--- BEGIN Dataset entries ---

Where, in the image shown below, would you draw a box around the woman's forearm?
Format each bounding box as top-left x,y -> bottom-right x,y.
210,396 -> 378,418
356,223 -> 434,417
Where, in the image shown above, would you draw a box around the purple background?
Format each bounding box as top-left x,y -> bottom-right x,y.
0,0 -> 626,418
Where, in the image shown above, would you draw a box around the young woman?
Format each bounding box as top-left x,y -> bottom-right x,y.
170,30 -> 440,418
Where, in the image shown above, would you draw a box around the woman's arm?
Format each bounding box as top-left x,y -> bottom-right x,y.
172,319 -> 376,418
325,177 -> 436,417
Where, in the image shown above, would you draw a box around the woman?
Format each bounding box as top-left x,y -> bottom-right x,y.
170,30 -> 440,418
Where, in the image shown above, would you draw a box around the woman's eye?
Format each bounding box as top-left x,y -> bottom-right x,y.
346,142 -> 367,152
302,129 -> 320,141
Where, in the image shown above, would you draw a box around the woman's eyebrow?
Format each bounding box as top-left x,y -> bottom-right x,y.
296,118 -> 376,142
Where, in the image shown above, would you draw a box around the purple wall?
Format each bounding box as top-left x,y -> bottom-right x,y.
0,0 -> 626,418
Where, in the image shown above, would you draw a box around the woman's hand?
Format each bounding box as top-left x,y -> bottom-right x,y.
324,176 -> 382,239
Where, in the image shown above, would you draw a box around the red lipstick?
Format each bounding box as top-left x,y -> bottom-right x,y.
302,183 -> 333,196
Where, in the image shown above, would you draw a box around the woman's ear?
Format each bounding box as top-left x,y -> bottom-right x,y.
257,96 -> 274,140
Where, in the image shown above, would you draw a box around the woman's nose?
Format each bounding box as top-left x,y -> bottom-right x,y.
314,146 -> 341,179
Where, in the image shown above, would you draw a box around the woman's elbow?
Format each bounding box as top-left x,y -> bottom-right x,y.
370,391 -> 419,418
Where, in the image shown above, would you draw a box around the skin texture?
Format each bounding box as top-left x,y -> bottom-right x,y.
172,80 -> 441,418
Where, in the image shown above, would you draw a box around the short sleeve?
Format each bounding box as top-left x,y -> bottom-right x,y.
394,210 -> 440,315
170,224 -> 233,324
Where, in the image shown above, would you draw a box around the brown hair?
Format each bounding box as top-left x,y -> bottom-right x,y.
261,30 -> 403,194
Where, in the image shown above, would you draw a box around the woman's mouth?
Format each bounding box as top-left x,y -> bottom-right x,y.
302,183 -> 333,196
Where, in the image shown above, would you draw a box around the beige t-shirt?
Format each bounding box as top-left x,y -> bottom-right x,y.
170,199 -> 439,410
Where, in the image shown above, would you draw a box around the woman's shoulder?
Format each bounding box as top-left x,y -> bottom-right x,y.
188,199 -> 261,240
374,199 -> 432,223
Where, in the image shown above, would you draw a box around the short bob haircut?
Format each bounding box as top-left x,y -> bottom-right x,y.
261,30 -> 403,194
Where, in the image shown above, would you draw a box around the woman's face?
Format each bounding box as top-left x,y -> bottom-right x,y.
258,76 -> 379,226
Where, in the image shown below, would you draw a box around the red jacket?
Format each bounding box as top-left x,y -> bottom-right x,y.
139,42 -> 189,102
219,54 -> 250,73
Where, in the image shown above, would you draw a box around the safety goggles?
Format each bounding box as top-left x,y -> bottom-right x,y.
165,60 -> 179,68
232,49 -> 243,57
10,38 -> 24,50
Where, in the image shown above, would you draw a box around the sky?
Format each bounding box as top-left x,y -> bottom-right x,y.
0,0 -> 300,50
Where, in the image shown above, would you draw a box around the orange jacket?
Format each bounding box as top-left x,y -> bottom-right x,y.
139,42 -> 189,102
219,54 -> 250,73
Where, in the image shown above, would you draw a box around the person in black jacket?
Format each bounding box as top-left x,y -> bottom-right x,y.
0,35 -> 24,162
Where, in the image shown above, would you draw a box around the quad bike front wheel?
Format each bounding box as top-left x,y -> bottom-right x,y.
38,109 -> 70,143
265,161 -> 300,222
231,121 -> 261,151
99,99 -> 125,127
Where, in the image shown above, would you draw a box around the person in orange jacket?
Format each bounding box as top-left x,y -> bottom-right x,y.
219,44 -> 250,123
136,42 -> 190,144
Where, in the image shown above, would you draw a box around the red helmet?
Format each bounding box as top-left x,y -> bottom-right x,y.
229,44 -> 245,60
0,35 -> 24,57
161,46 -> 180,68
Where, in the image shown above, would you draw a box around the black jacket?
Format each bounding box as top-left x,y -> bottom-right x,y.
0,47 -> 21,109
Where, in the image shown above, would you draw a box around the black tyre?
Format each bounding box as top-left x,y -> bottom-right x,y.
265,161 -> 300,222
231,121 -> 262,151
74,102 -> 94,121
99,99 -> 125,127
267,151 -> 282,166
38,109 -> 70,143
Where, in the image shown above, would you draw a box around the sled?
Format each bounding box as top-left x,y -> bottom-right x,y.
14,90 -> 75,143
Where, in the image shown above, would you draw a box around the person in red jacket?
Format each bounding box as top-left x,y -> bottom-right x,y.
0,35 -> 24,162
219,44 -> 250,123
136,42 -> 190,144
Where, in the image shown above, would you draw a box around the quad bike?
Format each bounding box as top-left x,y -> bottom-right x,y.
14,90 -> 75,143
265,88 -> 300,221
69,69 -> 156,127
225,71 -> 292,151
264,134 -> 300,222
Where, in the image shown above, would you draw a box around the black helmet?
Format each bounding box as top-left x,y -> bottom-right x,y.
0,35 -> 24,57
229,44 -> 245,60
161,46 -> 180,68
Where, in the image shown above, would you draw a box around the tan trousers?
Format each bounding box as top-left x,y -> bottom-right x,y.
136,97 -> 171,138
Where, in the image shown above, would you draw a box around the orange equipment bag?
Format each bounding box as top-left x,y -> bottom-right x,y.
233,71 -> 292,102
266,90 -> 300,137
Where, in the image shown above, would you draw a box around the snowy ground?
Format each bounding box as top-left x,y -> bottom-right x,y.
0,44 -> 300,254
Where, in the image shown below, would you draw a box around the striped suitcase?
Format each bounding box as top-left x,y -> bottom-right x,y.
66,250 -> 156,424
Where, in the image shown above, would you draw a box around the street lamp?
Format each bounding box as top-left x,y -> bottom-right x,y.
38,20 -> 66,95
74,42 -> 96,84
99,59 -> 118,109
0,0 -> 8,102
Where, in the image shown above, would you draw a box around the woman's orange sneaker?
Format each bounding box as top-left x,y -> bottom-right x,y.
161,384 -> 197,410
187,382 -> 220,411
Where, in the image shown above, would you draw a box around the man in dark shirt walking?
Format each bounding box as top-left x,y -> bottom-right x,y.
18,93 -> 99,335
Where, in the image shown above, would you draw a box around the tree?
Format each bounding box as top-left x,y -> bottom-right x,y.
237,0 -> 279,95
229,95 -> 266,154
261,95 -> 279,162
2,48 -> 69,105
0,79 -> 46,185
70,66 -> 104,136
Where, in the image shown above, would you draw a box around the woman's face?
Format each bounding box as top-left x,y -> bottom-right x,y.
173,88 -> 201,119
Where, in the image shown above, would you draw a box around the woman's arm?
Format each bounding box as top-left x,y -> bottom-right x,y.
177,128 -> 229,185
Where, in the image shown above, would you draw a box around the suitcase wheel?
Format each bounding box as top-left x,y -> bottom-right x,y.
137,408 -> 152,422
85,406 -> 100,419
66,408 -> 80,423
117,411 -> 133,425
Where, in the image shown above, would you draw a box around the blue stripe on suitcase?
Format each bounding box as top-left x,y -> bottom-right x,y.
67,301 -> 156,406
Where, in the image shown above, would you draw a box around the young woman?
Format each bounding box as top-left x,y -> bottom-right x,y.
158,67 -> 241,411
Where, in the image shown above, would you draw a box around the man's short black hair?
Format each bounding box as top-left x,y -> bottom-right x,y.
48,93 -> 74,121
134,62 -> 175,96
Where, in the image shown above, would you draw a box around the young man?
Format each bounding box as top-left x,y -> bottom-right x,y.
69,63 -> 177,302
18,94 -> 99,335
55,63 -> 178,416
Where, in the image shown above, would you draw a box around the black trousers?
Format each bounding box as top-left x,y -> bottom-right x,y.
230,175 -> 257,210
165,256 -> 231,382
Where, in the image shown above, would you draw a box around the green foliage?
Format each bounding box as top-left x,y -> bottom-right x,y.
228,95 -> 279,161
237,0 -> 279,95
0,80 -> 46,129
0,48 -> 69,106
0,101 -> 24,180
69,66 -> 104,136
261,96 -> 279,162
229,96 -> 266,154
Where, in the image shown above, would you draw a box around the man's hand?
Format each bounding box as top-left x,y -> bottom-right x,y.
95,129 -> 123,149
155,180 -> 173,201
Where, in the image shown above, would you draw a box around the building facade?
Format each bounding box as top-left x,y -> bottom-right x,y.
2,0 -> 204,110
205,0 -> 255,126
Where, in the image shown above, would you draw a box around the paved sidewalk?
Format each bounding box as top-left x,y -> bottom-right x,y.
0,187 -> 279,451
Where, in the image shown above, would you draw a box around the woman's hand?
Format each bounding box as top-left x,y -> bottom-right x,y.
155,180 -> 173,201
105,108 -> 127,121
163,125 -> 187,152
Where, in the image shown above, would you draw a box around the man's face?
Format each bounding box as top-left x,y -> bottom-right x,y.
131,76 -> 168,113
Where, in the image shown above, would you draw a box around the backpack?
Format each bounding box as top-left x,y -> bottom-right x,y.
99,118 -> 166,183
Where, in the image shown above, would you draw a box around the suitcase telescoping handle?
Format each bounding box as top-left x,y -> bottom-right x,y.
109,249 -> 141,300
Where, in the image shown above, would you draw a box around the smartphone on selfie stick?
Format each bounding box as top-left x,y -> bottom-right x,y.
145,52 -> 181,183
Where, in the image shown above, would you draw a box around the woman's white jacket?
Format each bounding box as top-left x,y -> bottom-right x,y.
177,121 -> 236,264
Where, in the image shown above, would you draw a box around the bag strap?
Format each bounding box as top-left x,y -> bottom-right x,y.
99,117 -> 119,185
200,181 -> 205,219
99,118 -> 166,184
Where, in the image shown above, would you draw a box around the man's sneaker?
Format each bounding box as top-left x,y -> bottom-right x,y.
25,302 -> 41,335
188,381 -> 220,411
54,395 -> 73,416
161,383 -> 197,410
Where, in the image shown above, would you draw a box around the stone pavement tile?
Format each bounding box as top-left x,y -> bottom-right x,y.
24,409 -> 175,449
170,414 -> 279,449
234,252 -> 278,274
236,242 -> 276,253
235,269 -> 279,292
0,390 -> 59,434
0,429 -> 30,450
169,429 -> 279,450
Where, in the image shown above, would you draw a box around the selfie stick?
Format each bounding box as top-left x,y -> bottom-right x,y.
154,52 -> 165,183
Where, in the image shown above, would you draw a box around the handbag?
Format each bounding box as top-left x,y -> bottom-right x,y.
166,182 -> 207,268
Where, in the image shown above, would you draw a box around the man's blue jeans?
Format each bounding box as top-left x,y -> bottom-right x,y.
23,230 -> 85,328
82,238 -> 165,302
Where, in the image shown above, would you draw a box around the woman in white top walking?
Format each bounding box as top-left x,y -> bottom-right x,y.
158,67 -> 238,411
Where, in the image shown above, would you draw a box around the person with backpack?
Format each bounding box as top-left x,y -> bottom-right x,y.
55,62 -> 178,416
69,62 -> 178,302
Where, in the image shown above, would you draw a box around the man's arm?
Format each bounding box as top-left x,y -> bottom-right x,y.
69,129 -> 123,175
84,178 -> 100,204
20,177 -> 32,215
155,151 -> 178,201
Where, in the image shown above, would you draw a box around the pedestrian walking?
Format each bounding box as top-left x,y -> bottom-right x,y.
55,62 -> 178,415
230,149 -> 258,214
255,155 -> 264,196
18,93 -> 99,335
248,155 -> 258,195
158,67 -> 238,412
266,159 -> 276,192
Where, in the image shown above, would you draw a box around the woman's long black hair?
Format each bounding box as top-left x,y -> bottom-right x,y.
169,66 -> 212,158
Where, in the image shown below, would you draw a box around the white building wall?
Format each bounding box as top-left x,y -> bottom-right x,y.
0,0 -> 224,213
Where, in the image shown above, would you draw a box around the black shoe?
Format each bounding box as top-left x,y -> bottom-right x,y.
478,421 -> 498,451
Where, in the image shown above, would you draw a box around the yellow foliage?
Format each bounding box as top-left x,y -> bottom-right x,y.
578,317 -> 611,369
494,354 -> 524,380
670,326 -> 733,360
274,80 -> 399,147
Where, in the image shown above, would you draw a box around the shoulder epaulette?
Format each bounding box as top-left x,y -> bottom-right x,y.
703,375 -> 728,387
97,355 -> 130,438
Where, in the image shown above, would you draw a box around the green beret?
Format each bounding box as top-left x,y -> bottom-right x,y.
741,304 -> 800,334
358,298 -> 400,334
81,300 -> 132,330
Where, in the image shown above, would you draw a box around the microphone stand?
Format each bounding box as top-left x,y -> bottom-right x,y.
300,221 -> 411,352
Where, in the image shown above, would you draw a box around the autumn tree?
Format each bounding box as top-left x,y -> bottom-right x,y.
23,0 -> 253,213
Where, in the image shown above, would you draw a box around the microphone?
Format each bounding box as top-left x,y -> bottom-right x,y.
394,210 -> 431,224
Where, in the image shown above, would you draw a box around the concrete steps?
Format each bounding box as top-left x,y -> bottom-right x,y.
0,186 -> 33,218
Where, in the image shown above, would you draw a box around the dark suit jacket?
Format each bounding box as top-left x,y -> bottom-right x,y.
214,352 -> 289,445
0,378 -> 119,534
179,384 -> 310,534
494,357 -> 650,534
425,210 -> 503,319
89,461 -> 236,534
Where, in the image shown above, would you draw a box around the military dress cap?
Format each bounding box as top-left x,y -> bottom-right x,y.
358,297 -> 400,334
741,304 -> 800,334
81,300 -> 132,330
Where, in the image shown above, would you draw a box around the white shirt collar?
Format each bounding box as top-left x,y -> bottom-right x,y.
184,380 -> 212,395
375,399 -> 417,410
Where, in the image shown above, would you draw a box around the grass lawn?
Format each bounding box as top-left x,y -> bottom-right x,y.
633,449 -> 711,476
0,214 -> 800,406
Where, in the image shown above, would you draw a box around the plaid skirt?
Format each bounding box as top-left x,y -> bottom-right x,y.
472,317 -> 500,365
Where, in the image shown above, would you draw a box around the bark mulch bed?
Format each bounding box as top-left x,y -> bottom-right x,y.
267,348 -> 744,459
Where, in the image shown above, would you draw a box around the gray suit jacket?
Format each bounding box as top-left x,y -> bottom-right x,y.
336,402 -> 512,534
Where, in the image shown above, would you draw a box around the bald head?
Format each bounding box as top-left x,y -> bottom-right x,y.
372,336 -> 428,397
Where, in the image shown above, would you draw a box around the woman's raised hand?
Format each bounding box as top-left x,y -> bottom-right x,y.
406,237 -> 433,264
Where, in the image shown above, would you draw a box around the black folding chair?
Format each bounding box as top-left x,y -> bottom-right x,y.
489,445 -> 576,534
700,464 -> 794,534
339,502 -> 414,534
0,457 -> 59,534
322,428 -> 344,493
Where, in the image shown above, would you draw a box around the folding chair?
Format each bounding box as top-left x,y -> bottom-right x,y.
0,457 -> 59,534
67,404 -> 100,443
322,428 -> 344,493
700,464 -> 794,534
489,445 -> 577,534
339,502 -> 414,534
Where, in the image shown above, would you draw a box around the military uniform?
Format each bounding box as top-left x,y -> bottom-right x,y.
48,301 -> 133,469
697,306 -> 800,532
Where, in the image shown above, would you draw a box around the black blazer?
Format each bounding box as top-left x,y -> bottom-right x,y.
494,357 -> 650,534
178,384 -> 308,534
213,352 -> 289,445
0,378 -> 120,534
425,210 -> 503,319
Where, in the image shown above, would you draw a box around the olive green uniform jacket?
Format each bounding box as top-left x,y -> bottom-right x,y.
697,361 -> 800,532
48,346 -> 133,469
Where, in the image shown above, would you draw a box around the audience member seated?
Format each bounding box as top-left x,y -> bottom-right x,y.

--- END Dataset entries ---

Your task is to return, exactly and on their own, the lines from the one containing "black folding chair?" through the last line of the listing.

Where, in the image shown above, would you draw a box around the black folding chair?
Format each bounding box as top-left x,y -> bottom-right x,y.
489,445 -> 576,534
700,464 -> 794,534
339,502 -> 414,534
0,457 -> 59,534
322,428 -> 344,493
Where, in the image shown above, would you draw a box around the folding chair?
Format each bounding box as top-left x,y -> bottom-right x,y.
0,457 -> 59,534
67,404 -> 100,443
322,428 -> 344,493
700,464 -> 794,534
489,445 -> 577,534
339,502 -> 414,534
Where, in the image shown above, would you draw a box around the military uniform?
Format each bounding box as top-left x,y -> bottom-right x,y.
48,301 -> 133,469
697,306 -> 800,532
Where, in the image shown above, would you draw a box around the black blazer?
Format each bounding box as top-left x,y -> bottom-right x,y.
494,357 -> 650,534
178,384 -> 308,534
213,352 -> 289,445
0,378 -> 120,534
425,210 -> 503,319
Where, in the image shown above, would you draw a box around the olive green uniform jacket?
Format each bounding box as top-left x,y -> bottom-right x,y.
697,361 -> 800,532
48,346 -> 133,469
Where, in the image shown above, would you draw a box around the audience member seated?
Format each bounding box as top-left x,y -> bottom-right x,y.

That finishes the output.